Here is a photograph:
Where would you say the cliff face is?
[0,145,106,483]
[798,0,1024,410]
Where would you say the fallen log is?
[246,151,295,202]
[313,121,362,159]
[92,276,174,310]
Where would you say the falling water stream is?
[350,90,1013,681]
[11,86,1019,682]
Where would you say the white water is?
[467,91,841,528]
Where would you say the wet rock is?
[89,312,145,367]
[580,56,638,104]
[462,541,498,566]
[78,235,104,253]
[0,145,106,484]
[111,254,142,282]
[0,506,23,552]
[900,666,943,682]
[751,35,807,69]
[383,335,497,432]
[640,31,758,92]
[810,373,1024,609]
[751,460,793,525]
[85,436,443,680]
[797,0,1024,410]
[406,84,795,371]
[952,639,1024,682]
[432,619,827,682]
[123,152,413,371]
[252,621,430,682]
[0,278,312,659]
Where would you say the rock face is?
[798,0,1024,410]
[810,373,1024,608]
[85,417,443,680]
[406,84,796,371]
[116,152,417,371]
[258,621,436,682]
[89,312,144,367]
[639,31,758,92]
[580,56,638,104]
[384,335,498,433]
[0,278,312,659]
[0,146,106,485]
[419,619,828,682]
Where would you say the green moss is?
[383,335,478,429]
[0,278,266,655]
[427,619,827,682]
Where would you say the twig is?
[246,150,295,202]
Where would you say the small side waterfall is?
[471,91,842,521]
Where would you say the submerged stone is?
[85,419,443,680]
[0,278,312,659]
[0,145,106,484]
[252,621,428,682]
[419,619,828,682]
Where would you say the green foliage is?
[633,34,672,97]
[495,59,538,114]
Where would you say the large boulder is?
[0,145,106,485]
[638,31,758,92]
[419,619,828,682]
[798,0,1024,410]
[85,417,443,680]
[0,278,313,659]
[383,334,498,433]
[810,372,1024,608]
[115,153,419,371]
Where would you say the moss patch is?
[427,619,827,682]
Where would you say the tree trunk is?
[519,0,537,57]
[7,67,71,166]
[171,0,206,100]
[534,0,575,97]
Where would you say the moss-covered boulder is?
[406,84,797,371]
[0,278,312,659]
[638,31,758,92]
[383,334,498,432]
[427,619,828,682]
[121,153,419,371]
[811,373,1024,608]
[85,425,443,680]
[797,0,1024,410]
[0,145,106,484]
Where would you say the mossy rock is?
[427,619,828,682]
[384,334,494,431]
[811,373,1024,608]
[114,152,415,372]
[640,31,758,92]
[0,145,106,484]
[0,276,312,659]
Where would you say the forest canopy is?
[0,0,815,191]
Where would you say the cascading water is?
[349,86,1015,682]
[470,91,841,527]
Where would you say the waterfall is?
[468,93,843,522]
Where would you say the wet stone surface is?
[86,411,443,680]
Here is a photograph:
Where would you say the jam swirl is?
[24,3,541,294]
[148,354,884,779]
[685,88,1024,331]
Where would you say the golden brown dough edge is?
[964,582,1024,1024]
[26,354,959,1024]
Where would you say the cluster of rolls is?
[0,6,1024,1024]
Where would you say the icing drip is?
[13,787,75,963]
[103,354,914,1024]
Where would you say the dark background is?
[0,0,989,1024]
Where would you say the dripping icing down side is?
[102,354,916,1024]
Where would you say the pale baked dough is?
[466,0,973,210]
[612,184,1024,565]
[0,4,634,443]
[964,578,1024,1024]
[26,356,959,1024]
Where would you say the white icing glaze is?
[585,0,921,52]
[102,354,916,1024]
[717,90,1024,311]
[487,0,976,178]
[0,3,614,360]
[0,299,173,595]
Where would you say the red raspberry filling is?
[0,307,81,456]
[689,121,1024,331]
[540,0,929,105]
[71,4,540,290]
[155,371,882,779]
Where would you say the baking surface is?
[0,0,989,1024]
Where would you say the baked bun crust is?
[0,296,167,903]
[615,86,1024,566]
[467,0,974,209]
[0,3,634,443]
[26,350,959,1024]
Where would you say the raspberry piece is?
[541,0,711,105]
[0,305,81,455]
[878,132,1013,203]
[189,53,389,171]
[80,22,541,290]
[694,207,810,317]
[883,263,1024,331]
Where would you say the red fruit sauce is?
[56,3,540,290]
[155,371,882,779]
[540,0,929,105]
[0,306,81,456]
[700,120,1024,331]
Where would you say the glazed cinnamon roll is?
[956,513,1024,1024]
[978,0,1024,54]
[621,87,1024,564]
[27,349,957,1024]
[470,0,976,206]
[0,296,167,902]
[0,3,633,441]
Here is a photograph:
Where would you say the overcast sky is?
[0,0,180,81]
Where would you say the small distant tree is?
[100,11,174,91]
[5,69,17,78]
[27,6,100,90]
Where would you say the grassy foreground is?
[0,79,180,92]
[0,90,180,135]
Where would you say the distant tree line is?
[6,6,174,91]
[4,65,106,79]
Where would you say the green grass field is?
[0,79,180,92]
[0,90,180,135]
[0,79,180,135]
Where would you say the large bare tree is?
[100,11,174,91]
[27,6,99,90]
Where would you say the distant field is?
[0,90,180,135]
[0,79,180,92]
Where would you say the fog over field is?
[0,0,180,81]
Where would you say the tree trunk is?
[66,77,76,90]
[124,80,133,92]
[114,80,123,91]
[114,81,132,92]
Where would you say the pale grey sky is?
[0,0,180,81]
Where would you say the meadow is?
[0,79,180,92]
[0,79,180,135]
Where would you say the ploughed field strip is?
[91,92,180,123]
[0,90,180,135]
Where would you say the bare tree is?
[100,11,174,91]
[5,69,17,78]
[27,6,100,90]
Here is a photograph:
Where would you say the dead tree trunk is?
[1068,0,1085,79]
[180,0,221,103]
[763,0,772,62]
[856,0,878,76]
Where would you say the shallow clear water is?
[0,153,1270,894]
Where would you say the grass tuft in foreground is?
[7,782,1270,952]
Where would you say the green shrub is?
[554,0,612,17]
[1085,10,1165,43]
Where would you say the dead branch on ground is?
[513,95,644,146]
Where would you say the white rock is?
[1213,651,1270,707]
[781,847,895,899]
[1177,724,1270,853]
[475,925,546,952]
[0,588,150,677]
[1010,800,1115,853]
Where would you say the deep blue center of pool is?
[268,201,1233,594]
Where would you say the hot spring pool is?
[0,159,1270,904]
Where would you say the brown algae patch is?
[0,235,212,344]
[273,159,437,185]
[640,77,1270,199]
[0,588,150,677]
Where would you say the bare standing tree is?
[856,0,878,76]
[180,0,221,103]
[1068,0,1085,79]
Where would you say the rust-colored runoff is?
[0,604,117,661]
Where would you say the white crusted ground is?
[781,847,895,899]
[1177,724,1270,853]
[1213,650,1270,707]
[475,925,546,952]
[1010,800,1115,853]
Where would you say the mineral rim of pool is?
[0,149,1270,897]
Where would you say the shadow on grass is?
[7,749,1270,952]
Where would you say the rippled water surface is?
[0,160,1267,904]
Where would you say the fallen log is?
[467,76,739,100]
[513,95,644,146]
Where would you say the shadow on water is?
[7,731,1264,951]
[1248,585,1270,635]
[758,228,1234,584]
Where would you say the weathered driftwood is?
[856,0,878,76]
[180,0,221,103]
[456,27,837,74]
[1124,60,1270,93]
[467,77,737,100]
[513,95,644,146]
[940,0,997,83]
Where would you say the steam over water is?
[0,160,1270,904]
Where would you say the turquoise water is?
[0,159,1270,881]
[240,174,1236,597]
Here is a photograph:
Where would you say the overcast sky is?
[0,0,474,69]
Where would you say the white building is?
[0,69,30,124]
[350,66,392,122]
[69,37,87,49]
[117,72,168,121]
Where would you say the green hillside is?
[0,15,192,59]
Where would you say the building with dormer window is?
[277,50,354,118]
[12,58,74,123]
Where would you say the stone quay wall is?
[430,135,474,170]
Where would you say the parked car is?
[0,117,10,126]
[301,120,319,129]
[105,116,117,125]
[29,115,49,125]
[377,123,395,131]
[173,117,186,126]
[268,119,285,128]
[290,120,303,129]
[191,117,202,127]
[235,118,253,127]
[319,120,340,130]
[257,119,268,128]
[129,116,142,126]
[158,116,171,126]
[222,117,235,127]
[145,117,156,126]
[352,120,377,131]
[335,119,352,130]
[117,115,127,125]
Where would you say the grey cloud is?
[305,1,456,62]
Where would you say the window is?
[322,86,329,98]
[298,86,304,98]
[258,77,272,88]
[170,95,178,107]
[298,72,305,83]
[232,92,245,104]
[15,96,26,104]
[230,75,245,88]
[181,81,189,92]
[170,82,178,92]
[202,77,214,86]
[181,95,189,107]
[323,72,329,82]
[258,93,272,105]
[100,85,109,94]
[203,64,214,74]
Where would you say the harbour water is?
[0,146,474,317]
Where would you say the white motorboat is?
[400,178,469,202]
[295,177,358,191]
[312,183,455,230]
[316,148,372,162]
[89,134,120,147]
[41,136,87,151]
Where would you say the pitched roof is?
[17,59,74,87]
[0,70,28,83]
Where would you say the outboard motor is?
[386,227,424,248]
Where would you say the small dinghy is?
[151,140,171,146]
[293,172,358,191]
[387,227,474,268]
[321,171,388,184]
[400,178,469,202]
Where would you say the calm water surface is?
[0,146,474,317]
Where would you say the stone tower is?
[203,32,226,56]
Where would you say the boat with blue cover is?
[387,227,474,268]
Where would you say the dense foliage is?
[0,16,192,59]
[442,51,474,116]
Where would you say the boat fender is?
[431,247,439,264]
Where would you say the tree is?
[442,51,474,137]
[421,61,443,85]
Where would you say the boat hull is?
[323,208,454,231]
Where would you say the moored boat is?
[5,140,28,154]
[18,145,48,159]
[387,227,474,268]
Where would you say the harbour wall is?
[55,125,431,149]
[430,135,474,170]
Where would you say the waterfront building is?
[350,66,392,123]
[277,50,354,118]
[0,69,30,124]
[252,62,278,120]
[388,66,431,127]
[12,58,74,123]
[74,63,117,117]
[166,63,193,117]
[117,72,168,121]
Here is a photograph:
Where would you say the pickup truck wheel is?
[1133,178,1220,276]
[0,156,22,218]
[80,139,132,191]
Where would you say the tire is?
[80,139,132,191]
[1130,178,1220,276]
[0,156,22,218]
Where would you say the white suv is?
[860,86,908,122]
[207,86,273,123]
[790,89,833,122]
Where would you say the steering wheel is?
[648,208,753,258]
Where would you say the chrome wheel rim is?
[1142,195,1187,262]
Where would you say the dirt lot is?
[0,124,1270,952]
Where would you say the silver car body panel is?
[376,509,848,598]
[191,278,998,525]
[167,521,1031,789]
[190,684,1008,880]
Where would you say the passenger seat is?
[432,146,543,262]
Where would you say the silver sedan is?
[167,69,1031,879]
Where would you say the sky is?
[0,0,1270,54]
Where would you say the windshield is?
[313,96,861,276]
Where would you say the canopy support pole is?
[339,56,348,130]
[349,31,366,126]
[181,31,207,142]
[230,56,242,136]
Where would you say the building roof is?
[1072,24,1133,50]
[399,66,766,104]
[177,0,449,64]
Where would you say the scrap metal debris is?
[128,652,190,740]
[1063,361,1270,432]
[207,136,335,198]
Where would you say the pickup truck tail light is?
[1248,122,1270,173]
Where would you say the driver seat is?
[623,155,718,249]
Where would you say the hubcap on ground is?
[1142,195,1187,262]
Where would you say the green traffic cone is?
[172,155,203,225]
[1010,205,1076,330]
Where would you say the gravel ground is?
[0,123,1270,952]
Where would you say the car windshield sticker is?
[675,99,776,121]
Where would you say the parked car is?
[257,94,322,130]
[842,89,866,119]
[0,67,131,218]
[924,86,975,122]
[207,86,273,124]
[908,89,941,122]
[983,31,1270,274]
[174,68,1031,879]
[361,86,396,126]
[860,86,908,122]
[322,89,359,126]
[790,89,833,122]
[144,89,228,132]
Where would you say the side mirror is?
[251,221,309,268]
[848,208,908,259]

====

● WHAT YOU NEED TO DO
Can you write out the stretch of the listing from its start through the line containing "[467,91,841,528]", replacing "fallen log" with "fallen branch" and keeping everything else the same?

● ANSWER
Here is a photograph:
Where would you say the cliff face is?
[0,145,106,483]
[798,0,1024,410]
Where would you say the fallen branch is?
[246,151,295,202]
[313,121,362,159]
[92,276,174,310]
Where would you say the falling water stream is?
[350,90,1013,681]
[11,86,1019,682]
Where would you say the white water is?
[467,91,841,528]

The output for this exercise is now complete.